[EXTRAIT SOURCE]:
---+---

Mercredi 9 mai à 18h, nous publiions un court-métrage intitulé « Vent d’Ouest » et attribué à Jean-Luc Godard. Très rapidement, le film de 5 min en soutien à la ZAD de Notre-Dame-des-Landes faisait le tour des réseaux sociaux et suscitait l’enthousiasme, tant chez les cinéphiles fans du maître que chez les militants écologistes touchés par cette prise de parti. Si dans les années 60, certains de nos prédécesseurs estimaient que le cinéaste était « le plus con des suisses pro-chinois », en 2018, c’est son talent et le courage de cette attaque en règle de l’ordre dominant qui ont fait l’unanimité. Alors que Le livre d’images, son dernier film officiel, devait être présenté à Cannes le lendemain, quel meilleur hommage à la subversion que ce contre-pied à toutes les spéculations creuses quant à sa présence ou non, dans les salles obscures du palais des festivals ?

---+---

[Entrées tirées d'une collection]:
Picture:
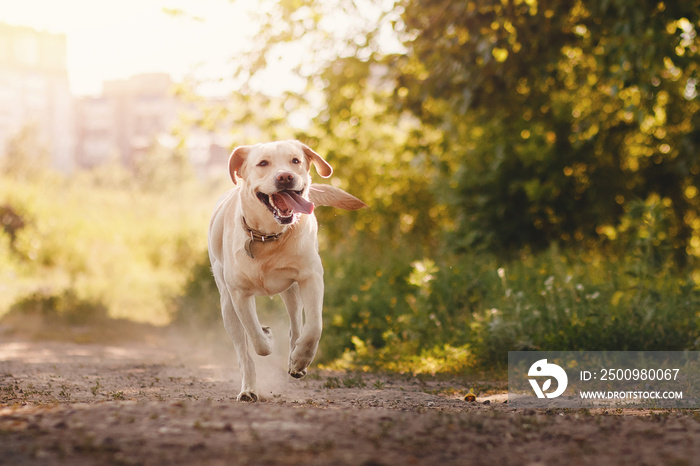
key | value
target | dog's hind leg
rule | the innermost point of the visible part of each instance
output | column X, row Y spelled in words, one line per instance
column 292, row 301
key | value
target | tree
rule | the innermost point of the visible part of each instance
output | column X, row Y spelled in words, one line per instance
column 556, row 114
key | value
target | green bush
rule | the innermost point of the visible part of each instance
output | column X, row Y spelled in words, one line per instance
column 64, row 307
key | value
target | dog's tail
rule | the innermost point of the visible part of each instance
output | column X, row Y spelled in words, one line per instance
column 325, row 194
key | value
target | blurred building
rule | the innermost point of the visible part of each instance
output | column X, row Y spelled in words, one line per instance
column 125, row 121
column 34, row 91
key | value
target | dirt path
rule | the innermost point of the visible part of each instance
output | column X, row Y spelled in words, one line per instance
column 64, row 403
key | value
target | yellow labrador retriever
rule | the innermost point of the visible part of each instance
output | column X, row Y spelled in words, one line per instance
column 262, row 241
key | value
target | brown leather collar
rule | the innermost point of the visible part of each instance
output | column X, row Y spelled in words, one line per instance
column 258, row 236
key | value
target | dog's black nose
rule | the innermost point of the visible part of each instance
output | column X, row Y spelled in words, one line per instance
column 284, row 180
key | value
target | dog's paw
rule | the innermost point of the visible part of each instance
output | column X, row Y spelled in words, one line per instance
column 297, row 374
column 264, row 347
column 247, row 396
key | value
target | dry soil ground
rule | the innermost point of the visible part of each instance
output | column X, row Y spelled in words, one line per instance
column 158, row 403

---+---

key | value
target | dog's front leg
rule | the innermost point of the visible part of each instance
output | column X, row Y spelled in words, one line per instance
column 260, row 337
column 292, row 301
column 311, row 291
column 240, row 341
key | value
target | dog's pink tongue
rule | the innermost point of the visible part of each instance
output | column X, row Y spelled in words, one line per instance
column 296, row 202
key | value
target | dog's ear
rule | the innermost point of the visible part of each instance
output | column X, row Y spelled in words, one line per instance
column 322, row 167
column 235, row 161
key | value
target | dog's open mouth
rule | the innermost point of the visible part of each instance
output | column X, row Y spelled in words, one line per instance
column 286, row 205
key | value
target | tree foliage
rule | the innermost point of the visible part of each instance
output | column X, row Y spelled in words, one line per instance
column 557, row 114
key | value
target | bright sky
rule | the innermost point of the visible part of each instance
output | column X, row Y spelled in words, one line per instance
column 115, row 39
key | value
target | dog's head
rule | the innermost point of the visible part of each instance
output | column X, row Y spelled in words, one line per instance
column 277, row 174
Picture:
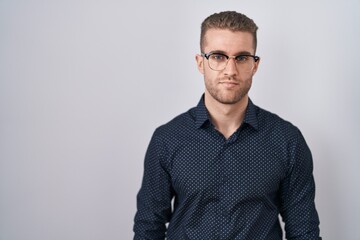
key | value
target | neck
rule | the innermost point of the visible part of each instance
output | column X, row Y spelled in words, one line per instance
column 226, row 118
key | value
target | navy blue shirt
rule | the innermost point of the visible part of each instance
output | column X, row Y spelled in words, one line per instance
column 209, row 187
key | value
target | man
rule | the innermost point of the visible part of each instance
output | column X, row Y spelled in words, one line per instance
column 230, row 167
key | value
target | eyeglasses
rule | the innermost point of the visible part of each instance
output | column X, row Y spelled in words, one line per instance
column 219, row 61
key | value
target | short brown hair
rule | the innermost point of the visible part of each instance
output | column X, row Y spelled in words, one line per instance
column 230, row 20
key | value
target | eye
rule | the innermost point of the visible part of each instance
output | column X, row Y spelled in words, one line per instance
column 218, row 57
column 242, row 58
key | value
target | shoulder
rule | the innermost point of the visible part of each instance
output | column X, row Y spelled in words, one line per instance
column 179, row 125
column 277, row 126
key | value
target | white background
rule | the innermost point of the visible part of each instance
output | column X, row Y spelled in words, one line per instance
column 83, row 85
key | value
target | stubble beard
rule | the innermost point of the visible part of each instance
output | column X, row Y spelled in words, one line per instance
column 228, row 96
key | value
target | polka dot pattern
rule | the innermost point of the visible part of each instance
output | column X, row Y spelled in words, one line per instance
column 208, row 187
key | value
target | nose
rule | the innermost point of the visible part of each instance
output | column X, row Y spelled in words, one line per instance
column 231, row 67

---+---

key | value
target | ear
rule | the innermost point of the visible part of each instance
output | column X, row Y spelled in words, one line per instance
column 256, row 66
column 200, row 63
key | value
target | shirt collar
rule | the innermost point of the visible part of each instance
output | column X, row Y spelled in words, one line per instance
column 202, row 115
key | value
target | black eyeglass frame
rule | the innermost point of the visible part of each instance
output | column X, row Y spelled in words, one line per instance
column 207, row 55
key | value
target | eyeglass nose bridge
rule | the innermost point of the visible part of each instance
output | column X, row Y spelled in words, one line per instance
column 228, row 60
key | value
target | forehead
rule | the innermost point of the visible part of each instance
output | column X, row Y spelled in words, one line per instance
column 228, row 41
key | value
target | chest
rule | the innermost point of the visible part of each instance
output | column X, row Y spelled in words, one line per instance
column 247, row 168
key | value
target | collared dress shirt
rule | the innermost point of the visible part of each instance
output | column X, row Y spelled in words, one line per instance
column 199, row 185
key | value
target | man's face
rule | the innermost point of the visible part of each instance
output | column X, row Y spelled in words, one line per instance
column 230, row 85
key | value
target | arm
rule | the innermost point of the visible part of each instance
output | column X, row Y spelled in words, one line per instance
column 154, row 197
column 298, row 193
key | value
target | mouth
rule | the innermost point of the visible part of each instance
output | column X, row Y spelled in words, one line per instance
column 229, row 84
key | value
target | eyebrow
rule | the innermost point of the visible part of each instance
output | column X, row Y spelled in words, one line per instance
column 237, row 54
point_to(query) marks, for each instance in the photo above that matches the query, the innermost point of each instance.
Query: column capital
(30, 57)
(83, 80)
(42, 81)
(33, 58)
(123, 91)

---+---

[À COMPLÉTER]:
1. Indiquez si chacune des affirmations suivantes concorde avec l'extrait sur « Vent d'Ouest ». Répondez par oui ou par non et citez les mots décisifs de l'extrait.
(a) Le court-métrage dure cinq minutes.
(b) Le court-métrage a été publié un jeudi.
(c) Le livre d'images devait être présenté à Cannes le jour même de la publication du court-métrage.
2. Recopiez le passage de l'extrait sur « Vent d'Ouest » qui commence par « Mercredi 9 mai à » et se poursuit jusqu'à « palais des festivals ? », en substituant « Venise » à « Cannes ».

[RÉPONSES PAR CONSIGNE]:
1.
(a) Oui : « le film de 5 min ».
(b) Non : « Mercredi 9 mai à 18h, nous publiions ».
(c) Non : « devait être présenté à Cannes le lendemain ».

2.
Mercredi 9 mai à 18h, nous publiions un court-métrage intitulé « Vent d’Ouest » et attribué à Jean-Luc Godard. Très rapidement, le film de 5 min en soutien à la ZAD de Notre-Dame-des-Landes faisait le tour des réseaux sociaux et suscitait l’enthousiasme, tant chez les cinéphiles fans du maître que chez les militants écologistes touchés par cette prise de parti. Si dans les années 60, certains de nos prédécesseurs estimaient que le cinéaste était « le plus con des suisses pro-chinois », en 2018, c’est son talent et le courage de cette attaque en règle de l’ordre dominant qui ont fait l’unanimité. Alors que Le livre d’images, son dernier film officiel, devait être présenté à Venise le lendemain, quel meilleur hommage à la subversion que ce contre-pied à toutes les spéculations creuses quant à sa présence ou non, dans les salles obscures du palais des festivals ?